__PROBLEM STATEMENT__
According to the passage on Fe3O4 hollow microspheres, what did urea decompose into during the reaction process?

__READING PASSAGE__
SEM images of different amount of trisodium citrate synthesized sample. a 3 mmol. b 4 mmol. c 6 mmol. d 8 mmol

The Effects of the Urea on the Size of Product Particles

The influence of urea amount on the size of the Fe3O4 hollow microspheres was investigated through samples as listed in Table 1. The XRD patterns of the microspheres synthesized with different amounts of urea are shown in Fig. 5. All peaks of these four samples match well with standard Fe3O4 XRD diffraction (JCPDS Card No. 79-06419). No obvious impurity peaks are found in Fig. 5. The sharp peak indicated the high crystallinity of products. It indicated that urea as alkali source in the reaction system did not affect the formation of Fe3O4 crystal grains. In the reaction process, urea was decomposed to NH3 and provides an alkaline environment for the solution system [22].

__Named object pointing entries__
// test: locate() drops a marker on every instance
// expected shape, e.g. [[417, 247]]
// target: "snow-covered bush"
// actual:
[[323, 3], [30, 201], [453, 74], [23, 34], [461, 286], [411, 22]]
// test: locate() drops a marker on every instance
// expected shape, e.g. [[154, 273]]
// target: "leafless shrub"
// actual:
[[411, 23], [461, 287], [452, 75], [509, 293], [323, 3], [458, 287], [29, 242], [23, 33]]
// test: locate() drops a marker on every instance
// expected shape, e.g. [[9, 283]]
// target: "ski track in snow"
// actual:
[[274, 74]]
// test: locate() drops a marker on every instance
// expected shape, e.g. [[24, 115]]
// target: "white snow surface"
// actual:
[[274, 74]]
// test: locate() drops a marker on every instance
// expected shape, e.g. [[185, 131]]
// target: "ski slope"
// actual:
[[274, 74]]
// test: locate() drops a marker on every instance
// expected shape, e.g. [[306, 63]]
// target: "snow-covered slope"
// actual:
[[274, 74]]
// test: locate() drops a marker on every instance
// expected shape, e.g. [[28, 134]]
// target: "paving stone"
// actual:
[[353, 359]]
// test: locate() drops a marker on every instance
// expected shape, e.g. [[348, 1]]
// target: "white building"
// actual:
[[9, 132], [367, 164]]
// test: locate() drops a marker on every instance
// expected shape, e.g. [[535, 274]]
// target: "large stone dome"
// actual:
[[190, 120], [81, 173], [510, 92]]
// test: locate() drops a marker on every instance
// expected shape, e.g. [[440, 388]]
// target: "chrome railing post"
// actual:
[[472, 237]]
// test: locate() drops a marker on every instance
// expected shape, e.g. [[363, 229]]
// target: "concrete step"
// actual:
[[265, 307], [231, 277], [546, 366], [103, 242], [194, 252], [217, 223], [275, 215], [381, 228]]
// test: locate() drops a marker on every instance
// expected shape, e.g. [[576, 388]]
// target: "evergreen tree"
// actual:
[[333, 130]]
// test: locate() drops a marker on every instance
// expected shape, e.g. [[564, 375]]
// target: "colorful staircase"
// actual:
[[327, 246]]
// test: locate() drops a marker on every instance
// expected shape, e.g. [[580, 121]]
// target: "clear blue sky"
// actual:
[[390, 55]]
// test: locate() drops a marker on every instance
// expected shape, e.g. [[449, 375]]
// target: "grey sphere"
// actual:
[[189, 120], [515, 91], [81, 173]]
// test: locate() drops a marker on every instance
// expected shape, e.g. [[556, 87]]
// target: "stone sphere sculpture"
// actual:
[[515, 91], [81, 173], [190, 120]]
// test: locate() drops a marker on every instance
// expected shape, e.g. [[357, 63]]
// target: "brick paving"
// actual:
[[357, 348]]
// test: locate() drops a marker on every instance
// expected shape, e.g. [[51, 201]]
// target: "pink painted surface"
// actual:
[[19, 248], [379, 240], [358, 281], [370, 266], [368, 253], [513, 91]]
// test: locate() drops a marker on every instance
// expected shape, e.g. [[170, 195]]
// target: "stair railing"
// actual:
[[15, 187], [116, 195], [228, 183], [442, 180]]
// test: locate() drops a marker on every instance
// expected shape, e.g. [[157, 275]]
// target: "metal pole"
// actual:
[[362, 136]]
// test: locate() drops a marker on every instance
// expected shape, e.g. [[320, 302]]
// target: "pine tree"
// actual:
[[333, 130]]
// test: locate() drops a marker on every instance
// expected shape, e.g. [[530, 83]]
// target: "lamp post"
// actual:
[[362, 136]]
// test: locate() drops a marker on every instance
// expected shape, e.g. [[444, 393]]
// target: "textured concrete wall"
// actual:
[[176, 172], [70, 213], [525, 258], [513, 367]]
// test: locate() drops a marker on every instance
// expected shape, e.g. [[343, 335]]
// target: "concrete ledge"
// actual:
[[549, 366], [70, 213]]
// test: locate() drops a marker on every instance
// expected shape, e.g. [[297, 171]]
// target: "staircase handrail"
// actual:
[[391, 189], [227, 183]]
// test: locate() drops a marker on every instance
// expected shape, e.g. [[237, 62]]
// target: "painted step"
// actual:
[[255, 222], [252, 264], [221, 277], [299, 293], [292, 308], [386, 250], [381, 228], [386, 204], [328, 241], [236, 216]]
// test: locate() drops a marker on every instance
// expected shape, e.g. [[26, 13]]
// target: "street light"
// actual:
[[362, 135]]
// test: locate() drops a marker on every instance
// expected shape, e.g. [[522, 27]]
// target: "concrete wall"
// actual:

__RESULT FOR THIS TASK__
NH3